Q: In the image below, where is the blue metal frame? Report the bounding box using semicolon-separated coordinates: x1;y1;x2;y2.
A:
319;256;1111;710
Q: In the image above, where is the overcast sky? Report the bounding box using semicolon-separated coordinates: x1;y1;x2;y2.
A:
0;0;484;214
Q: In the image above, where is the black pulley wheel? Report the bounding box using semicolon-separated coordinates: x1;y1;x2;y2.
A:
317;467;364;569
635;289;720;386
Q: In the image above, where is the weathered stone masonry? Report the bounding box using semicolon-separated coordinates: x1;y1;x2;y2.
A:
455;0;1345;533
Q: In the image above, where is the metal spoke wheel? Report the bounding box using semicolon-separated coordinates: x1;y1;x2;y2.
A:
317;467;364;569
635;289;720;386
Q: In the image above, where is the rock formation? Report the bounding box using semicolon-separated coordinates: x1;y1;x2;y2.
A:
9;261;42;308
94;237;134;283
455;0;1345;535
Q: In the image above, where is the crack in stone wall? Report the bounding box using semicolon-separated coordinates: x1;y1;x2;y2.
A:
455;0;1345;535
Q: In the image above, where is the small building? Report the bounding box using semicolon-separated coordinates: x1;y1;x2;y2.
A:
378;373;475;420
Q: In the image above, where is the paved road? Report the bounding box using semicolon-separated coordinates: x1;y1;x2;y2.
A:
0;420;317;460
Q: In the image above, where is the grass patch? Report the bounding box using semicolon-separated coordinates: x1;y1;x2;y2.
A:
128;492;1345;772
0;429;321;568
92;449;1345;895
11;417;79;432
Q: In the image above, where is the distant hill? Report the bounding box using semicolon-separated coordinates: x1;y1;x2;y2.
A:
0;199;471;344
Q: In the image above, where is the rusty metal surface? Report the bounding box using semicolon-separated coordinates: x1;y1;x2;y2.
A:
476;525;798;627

- - -

[Exercise brief]: Replace every occurrence of "semicolon-separated" with "comma-separated" in the listing above, and reproduce the whole listing with nothing else changed.

[Correct response]:
Q: In the image below, where is the blue metal frame? Report the bounding box using comma-separated coordinates: x1;y1;x2;y2.
A:
319;256;1111;710
Q: In the image above, where is the overcast sky? Report the bounding box using comma-separated coordinates: x1;y1;x2;y2.
A:
0;0;484;214
Q: In the image above, where is the black pulley wheel? Report the bounding box using comma-separated coordinates: x1;y1;x2;y2.
A:
317;467;364;569
635;289;720;386
Q: In the image above, where is the weathered stone masonry? Report the bounding box using comma-separated coordinates: x1;y1;x2;y2.
A:
455;0;1345;533
Q: In the image above, where is the metal spoke wheel? Report the bounding box using comma-separated coordinates: x1;y1;x2;y2.
A:
317;467;364;569
635;289;720;386
Q: In the image above, where is the rock formation? Report the bounding box using comma-separated coordinates: x1;y1;x2;y2.
A:
9;261;42;308
94;237;134;283
455;0;1345;535
Q: In the image above, where is the crack in stone wall? Report the bounding box using comma-separated coordinates: x1;y1;x2;y2.
A:
455;0;1345;535
Q: In the image above, where is the small building? Report the bounding box using comma-separated coordinates: x1;y1;x2;y2.
A:
378;373;475;420
Q: In the image above, where is the paved road? Report the bounding box using comma-separated coordinates: x1;y1;x2;y2.
A:
0;420;317;460
Q: In the image above, where is the grass patch? Report the bounding box using comma-separated coordinates: x1;y1;x2;y2.
A:
128;492;1345;772
0;429;321;568
92;449;1345;895
11;417;79;432
Q: In the image above, where is the distant hill? Report the bounding box using comma-separated coordinates: x1;y1;x2;y2.
A:
0;199;471;344
Q: In the image above, where is the rusty metal surface? Report the bounding box using comma-separated coordinates: x1;y1;x2;y2.
A:
476;525;798;627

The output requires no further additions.